Image-grounded pointing data:

------------------------

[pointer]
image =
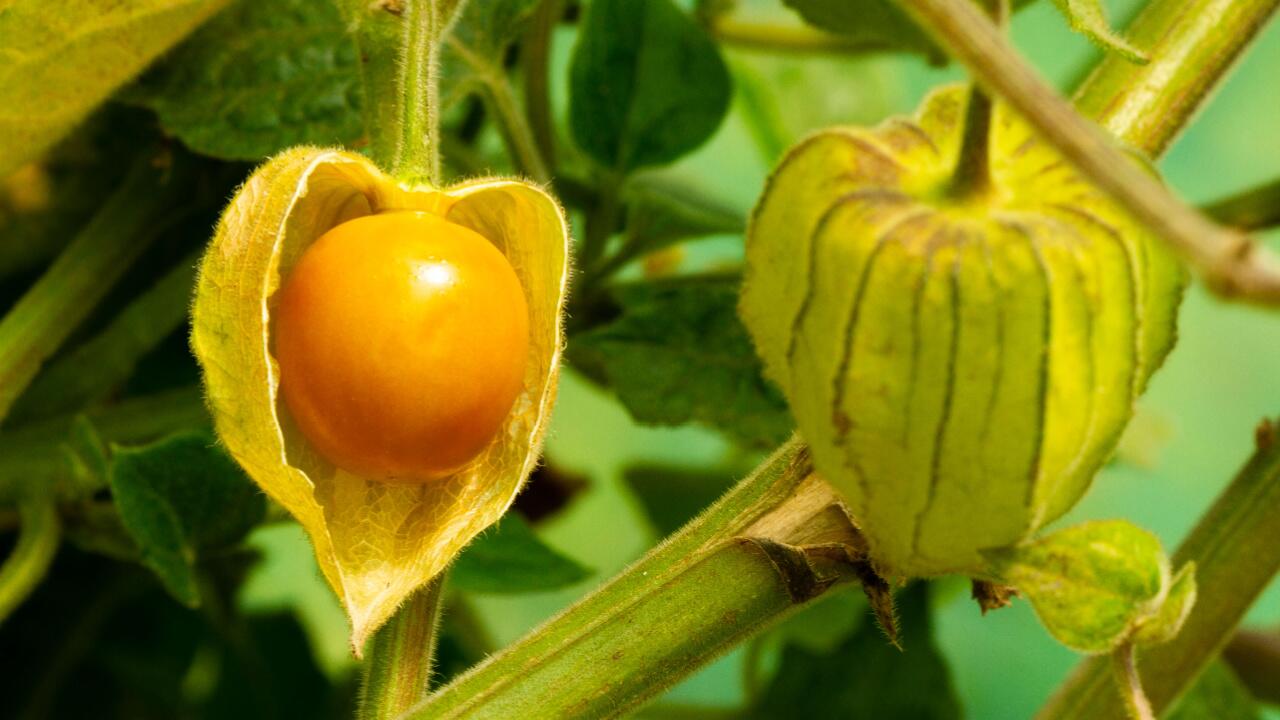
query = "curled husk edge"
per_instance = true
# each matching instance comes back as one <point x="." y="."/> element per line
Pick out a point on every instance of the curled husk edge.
<point x="375" y="542"/>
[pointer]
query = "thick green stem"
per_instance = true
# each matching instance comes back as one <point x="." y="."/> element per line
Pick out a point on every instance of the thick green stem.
<point x="132" y="219"/>
<point x="31" y="557"/>
<point x="397" y="671"/>
<point x="398" y="42"/>
<point x="1230" y="263"/>
<point x="739" y="566"/>
<point x="1251" y="210"/>
<point x="1237" y="555"/>
<point x="1192" y="45"/>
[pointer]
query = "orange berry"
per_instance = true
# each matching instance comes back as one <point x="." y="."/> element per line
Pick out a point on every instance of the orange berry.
<point x="402" y="342"/>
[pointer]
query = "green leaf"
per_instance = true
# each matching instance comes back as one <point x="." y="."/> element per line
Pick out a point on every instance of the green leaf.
<point x="511" y="559"/>
<point x="1091" y="584"/>
<point x="867" y="677"/>
<point x="260" y="78"/>
<point x="474" y="49"/>
<point x="661" y="213"/>
<point x="1089" y="18"/>
<point x="680" y="354"/>
<point x="671" y="496"/>
<point x="1217" y="695"/>
<point x="645" y="83"/>
<point x="881" y="24"/>
<point x="59" y="60"/>
<point x="179" y="497"/>
<point x="1169" y="620"/>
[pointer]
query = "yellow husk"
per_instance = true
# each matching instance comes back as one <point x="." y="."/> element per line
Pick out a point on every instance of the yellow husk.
<point x="375" y="542"/>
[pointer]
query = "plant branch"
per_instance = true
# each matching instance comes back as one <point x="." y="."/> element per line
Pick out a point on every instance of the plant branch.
<point x="398" y="42"/>
<point x="777" y="540"/>
<point x="535" y="53"/>
<point x="1255" y="209"/>
<point x="1255" y="656"/>
<point x="1192" y="45"/>
<point x="1230" y="263"/>
<point x="149" y="200"/>
<point x="1124" y="661"/>
<point x="397" y="671"/>
<point x="1235" y="554"/>
<point x="30" y="560"/>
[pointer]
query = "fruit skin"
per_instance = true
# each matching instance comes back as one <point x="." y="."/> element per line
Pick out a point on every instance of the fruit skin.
<point x="402" y="341"/>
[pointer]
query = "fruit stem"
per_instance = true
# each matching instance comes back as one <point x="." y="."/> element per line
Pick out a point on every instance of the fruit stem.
<point x="397" y="671"/>
<point x="972" y="177"/>
<point x="1232" y="264"/>
<point x="398" y="42"/>
<point x="1235" y="557"/>
<point x="1124" y="661"/>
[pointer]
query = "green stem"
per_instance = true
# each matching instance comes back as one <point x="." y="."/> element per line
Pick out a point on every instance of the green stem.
<point x="1237" y="555"/>
<point x="773" y="542"/>
<point x="397" y="671"/>
<point x="973" y="167"/>
<point x="1255" y="656"/>
<point x="1230" y="263"/>
<point x="1124" y="662"/>
<point x="128" y="223"/>
<point x="31" y="557"/>
<point x="103" y="363"/>
<point x="1255" y="209"/>
<point x="536" y="53"/>
<point x="398" y="42"/>
<point x="1192" y="45"/>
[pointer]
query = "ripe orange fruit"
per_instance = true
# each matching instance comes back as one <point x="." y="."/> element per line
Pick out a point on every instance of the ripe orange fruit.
<point x="402" y="342"/>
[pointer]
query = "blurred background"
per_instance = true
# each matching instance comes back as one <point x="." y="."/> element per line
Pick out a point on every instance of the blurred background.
<point x="103" y="638"/>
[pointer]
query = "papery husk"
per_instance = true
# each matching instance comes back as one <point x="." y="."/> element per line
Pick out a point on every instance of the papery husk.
<point x="961" y="367"/>
<point x="375" y="542"/>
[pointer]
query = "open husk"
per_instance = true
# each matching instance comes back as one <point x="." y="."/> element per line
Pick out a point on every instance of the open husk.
<point x="375" y="542"/>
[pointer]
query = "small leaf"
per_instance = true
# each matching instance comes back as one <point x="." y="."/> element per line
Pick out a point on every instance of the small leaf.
<point x="260" y="78"/>
<point x="647" y="83"/>
<point x="1089" y="17"/>
<point x="1217" y="695"/>
<point x="472" y="53"/>
<point x="661" y="213"/>
<point x="867" y="677"/>
<point x="179" y="497"/>
<point x="1169" y="620"/>
<point x="59" y="62"/>
<point x="1089" y="584"/>
<point x="881" y="24"/>
<point x="672" y="496"/>
<point x="510" y="557"/>
<point x="679" y="354"/>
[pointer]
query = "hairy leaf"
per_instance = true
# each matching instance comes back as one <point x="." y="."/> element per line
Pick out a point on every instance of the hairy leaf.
<point x="645" y="83"/>
<point x="259" y="78"/>
<point x="1089" y="17"/>
<point x="867" y="677"/>
<point x="179" y="497"/>
<point x="472" y="51"/>
<point x="510" y="557"/>
<point x="679" y="354"/>
<point x="59" y="60"/>
<point x="1091" y="584"/>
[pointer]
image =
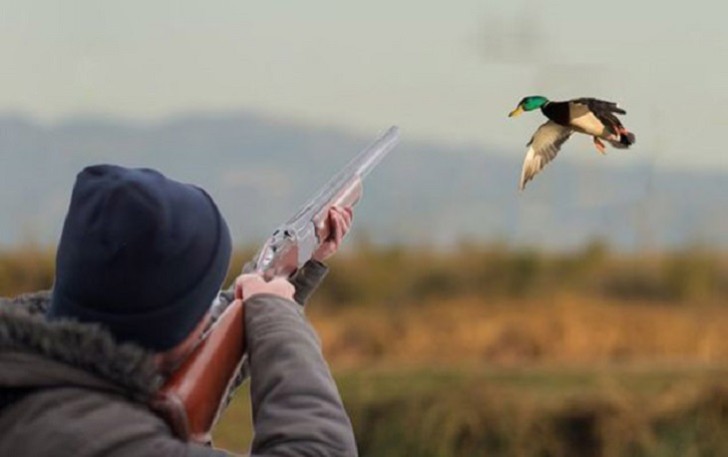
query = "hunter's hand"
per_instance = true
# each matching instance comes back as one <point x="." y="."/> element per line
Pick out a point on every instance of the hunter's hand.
<point x="247" y="285"/>
<point x="339" y="224"/>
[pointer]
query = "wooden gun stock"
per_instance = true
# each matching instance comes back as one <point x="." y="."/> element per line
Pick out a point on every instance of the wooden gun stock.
<point x="193" y="397"/>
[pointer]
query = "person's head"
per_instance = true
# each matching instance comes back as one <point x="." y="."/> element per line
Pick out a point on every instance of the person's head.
<point x="140" y="254"/>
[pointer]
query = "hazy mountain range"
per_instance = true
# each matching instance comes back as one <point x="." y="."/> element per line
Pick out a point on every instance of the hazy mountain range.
<point x="260" y="170"/>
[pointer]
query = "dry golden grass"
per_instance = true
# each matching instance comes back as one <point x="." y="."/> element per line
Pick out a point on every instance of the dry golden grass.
<point x="563" y="329"/>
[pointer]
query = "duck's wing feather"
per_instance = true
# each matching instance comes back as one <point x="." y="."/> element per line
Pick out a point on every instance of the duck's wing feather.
<point x="542" y="149"/>
<point x="604" y="111"/>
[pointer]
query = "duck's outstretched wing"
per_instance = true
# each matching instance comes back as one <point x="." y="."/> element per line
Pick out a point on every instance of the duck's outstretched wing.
<point x="542" y="149"/>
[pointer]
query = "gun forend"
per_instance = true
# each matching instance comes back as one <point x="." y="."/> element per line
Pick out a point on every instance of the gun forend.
<point x="293" y="243"/>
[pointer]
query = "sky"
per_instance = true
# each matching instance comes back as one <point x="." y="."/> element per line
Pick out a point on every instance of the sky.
<point x="444" y="71"/>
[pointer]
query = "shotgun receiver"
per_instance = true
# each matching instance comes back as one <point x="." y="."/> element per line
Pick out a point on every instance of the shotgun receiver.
<point x="293" y="243"/>
<point x="195" y="395"/>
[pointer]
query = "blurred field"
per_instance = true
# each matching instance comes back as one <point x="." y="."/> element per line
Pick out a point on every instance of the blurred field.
<point x="487" y="350"/>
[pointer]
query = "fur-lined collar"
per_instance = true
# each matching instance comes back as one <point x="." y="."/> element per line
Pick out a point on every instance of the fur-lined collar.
<point x="81" y="347"/>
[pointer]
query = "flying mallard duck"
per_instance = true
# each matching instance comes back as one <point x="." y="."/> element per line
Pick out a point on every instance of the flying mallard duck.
<point x="584" y="115"/>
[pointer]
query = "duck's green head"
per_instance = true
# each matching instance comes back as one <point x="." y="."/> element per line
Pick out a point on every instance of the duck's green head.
<point x="529" y="104"/>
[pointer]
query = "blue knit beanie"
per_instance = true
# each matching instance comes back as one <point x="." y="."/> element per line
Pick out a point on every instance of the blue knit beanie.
<point x="140" y="254"/>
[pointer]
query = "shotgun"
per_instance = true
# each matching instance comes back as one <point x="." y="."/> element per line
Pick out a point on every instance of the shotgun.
<point x="193" y="398"/>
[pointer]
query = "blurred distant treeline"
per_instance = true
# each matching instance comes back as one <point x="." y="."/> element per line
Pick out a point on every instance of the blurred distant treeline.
<point x="374" y="274"/>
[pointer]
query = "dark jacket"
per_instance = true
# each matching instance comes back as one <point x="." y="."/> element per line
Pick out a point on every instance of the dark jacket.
<point x="67" y="389"/>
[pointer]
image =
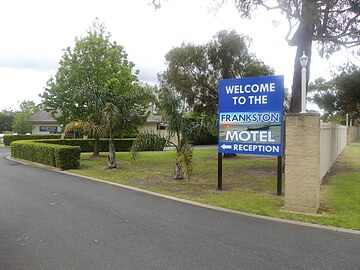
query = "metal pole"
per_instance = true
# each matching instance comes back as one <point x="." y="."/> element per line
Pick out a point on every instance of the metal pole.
<point x="303" y="90"/>
<point x="279" y="182"/>
<point x="219" y="171"/>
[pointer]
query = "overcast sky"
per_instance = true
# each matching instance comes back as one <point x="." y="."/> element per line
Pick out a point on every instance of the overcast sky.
<point x="34" y="33"/>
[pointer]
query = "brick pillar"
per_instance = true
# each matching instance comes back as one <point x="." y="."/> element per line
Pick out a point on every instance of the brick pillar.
<point x="302" y="162"/>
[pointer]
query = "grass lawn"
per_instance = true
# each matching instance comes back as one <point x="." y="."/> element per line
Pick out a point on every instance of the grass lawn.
<point x="249" y="183"/>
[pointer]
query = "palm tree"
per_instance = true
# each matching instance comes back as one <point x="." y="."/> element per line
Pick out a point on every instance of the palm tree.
<point x="179" y="131"/>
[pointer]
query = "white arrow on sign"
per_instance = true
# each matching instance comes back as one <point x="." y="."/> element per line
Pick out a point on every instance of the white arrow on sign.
<point x="225" y="146"/>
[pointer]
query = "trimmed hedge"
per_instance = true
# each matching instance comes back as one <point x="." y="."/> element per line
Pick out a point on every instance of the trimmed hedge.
<point x="87" y="145"/>
<point x="60" y="156"/>
<point x="8" y="138"/>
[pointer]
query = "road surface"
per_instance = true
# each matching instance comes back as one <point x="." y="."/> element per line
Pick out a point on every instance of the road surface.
<point x="50" y="220"/>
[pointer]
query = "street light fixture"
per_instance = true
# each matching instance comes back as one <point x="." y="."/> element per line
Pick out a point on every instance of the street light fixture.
<point x="303" y="63"/>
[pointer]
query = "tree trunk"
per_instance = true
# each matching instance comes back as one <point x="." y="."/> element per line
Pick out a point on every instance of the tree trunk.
<point x="96" y="145"/>
<point x="178" y="175"/>
<point x="111" y="155"/>
<point x="302" y="39"/>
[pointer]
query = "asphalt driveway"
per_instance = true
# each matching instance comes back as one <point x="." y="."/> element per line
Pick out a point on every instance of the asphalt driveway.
<point x="50" y="220"/>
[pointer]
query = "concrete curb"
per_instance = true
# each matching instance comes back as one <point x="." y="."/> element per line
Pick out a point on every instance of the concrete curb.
<point x="300" y="223"/>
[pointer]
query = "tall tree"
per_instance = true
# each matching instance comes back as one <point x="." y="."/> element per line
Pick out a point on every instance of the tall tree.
<point x="6" y="121"/>
<point x="332" y="24"/>
<point x="193" y="71"/>
<point x="340" y="95"/>
<point x="21" y="124"/>
<point x="180" y="130"/>
<point x="93" y="73"/>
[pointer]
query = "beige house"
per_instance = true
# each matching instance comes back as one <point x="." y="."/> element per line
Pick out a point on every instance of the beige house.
<point x="43" y="123"/>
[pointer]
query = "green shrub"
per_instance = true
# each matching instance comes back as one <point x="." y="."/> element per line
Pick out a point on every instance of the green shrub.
<point x="60" y="156"/>
<point x="87" y="145"/>
<point x="8" y="138"/>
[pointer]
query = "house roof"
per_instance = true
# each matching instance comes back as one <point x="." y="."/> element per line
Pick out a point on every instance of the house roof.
<point x="43" y="117"/>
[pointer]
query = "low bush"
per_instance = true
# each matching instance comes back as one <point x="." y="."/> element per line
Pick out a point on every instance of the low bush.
<point x="87" y="145"/>
<point x="60" y="156"/>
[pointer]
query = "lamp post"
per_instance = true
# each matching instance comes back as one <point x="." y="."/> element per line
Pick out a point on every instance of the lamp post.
<point x="303" y="62"/>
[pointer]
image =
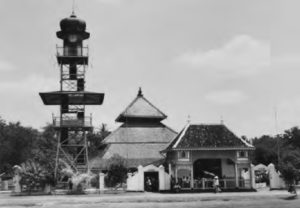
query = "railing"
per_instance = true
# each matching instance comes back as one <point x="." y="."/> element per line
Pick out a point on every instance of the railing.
<point x="72" y="122"/>
<point x="224" y="183"/>
<point x="72" y="51"/>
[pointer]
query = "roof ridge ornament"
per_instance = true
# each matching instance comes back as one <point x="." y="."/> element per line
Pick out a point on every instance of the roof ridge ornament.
<point x="140" y="93"/>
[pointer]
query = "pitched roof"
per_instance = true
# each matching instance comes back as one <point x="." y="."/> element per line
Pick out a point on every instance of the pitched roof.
<point x="139" y="144"/>
<point x="137" y="133"/>
<point x="140" y="107"/>
<point x="207" y="137"/>
<point x="134" y="154"/>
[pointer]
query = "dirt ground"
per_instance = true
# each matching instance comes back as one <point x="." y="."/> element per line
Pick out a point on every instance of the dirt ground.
<point x="270" y="199"/>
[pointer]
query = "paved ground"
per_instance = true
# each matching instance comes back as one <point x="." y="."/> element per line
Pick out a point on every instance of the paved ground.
<point x="273" y="199"/>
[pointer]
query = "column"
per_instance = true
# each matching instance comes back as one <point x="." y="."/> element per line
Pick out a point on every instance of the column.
<point x="101" y="181"/>
<point x="236" y="175"/>
<point x="192" y="176"/>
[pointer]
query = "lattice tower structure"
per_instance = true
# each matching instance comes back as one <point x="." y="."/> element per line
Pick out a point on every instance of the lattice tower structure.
<point x="72" y="124"/>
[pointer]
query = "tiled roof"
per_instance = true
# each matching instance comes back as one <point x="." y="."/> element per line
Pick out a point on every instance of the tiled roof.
<point x="134" y="154"/>
<point x="207" y="136"/>
<point x="155" y="133"/>
<point x="140" y="107"/>
<point x="139" y="144"/>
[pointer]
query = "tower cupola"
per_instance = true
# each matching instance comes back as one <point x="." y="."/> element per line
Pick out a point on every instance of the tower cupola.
<point x="72" y="29"/>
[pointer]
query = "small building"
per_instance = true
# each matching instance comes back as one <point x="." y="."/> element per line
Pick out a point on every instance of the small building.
<point x="140" y="138"/>
<point x="201" y="152"/>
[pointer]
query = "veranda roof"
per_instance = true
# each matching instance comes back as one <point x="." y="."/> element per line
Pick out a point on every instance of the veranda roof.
<point x="207" y="137"/>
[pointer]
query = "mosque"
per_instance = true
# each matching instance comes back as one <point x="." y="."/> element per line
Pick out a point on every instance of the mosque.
<point x="192" y="157"/>
<point x="152" y="150"/>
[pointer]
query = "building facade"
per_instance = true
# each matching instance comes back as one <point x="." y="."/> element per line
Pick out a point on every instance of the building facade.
<point x="140" y="137"/>
<point x="201" y="152"/>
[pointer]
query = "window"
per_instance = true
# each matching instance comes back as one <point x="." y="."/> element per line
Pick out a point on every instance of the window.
<point x="242" y="154"/>
<point x="183" y="155"/>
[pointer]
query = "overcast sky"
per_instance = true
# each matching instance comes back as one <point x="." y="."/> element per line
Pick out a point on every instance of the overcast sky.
<point x="233" y="59"/>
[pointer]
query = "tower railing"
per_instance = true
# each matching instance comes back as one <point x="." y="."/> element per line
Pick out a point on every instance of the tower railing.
<point x="72" y="122"/>
<point x="80" y="51"/>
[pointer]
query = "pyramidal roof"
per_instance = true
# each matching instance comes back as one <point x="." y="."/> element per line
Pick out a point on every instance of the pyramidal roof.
<point x="141" y="109"/>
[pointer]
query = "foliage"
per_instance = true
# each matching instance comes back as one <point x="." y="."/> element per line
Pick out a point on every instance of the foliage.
<point x="117" y="171"/>
<point x="77" y="179"/>
<point x="16" y="144"/>
<point x="288" y="147"/>
<point x="34" y="176"/>
<point x="290" y="156"/>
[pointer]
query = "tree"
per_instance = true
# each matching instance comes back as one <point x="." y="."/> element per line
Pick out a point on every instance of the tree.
<point x="34" y="176"/>
<point x="16" y="144"/>
<point x="117" y="171"/>
<point x="290" y="156"/>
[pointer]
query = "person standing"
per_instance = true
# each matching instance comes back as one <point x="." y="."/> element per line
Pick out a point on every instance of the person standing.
<point x="217" y="184"/>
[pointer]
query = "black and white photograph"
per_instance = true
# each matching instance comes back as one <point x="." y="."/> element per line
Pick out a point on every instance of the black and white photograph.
<point x="149" y="103"/>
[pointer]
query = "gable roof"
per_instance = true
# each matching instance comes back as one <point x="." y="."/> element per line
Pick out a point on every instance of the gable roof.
<point x="207" y="137"/>
<point x="141" y="108"/>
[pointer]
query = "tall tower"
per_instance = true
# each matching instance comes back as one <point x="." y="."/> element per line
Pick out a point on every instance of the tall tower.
<point x="72" y="124"/>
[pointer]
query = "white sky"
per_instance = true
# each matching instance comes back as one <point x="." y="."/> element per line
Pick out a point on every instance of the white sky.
<point x="235" y="59"/>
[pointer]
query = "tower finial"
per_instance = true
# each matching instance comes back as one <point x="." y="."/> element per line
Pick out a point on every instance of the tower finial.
<point x="140" y="93"/>
<point x="73" y="8"/>
<point x="222" y="120"/>
<point x="189" y="119"/>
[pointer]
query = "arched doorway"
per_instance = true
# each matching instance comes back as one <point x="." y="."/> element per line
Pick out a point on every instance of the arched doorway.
<point x="207" y="168"/>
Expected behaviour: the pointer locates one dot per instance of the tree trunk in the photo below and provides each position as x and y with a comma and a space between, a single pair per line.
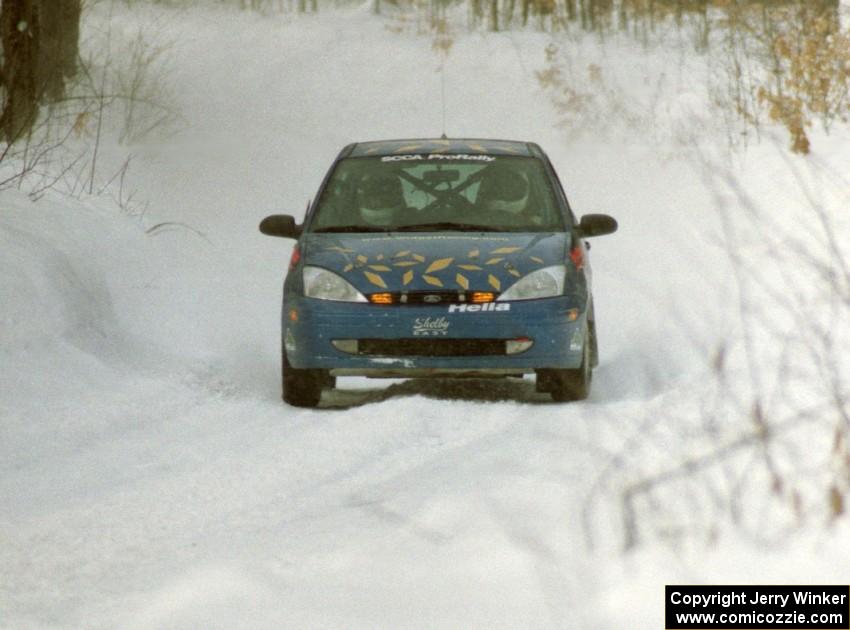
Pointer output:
60, 36
19, 34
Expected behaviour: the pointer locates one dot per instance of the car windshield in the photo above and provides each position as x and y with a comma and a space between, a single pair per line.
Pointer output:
438, 192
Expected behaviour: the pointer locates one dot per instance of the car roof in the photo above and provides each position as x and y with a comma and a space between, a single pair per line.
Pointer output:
442, 145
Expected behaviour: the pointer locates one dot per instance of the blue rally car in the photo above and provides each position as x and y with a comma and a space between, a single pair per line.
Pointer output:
439, 258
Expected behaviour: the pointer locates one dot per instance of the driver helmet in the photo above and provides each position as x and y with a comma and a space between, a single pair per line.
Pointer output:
504, 189
379, 197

------------------------

- _TASK BRIEF_: Which of the lines above contain "position"? Return them all.

- _RESPONSE_:
Expected behaviour: the pointer locates one dot per instance of the tree trunk in the photo below and provides each position as x and y with a comma and a space between, a single pair per line.
Expected behaviour: the pointer locates one dot per instance of the car windshield in the photo above and provides each position as x and y with a comma and a space between, a single pair per line.
Expected behaviour: the pointer locates one dot per instance of the car roof in the photo above and provides each position as x and y with a comma and a space between, a single pair per line.
Expected behaviour: the pointer locates one dot per instance of the blue rally car in the photo above and provides each position as x and y with a comma and a space between, a single pair per line.
Expected behaviour: the pointer locates one dot per instance of the driver helmet in the photo above and provides each position as x and y with a comma and a space between, a single pair per line.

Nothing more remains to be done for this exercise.